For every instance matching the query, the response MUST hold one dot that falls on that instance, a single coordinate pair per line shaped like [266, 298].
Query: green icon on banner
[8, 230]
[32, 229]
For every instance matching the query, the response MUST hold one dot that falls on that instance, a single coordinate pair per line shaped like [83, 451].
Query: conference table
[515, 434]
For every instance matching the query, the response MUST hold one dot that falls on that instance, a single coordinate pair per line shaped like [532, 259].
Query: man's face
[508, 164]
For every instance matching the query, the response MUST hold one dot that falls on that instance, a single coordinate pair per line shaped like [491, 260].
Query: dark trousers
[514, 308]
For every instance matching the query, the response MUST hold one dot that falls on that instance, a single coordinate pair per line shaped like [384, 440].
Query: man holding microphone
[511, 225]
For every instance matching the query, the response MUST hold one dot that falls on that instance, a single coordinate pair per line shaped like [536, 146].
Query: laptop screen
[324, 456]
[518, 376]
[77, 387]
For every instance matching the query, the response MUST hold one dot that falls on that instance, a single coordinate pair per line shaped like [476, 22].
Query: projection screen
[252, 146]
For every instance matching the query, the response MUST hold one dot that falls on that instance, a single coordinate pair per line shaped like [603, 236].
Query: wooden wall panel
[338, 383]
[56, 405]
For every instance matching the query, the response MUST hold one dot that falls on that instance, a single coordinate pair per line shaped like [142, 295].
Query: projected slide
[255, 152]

:::

What you should do: Reproduce every line from the one containing "like [532, 259]." through the end of the records, inclusive, with the requests kept in place. Scale each answer coordinate by a factor of 2, rounding to whole numbers with halves rounded up, and leave all numbers in the requests and their format samples unchanged.

Solved exercise:
For every instance matching the query, the response MUST hold one dot that falls on that instance, a single coordinate pair per line shaped like [532, 259].
Query: man's face
[1016, 328]
For every instance matching the query, the response MUST hold one dot that falls on that instance, a single coordinate pair per line shaped like [491, 260].
Query: dark trousers
[1028, 616]
For every instance matching the query, the response MUST hold one dot that falls on that instance, a single coordinate pair per line shaped like [384, 440].
Query: man holding microphone
[1022, 450]
For every instance matching the query, the response MUST hold one dot that falls on that instance, a single coordinate pair per line shaped like [536, 146].
Query: laptop screen
[648, 912]
[1036, 752]
[154, 774]
For every instance matching the query, the response MUST hold one dot that falls on that instance, a single coordinate pair per line shaped like [476, 22].
Query: projection screen
[504, 292]
For every instance matching the query, the response MUST hold one dot that falls on that instance, a single coordinate pair per line shaped like [603, 236].
Query: wooden wall panel
[676, 766]
[112, 810]
For every instance matching the query, the response MUST hold one dot that falls on that instance, a single coordinate pair per line shaped like [142, 295].
Query: projected slide
[510, 304]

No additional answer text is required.